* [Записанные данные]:
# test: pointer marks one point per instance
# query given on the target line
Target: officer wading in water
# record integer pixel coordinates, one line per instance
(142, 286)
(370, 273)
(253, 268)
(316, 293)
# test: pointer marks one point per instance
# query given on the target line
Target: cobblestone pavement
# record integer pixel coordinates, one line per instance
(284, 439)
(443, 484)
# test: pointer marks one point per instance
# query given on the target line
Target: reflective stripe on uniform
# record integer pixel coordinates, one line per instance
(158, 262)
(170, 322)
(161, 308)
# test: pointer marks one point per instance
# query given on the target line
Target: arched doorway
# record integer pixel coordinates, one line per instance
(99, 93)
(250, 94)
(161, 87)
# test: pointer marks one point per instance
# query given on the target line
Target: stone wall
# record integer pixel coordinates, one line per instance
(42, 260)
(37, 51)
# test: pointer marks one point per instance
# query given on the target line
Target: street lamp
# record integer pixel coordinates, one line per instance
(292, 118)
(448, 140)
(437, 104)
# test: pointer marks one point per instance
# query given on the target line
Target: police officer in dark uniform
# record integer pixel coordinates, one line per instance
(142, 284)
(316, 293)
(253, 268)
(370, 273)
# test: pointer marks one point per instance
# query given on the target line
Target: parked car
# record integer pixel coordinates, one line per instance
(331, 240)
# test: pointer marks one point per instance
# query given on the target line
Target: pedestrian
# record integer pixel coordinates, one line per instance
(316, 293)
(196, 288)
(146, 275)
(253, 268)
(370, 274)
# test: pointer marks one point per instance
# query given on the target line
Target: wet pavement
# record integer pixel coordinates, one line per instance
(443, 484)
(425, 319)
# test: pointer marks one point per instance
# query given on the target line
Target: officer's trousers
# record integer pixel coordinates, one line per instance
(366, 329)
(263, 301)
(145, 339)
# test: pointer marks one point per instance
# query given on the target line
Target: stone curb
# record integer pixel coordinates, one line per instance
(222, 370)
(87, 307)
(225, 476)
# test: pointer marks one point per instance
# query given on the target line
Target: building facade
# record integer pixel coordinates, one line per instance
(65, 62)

* [Требования задания]: Найдите выше все строки, в которых встречается слово «pavement», и выпишите их.

* [Правильный ответ]:
Target: cobblestone pavement
Target: wet pavement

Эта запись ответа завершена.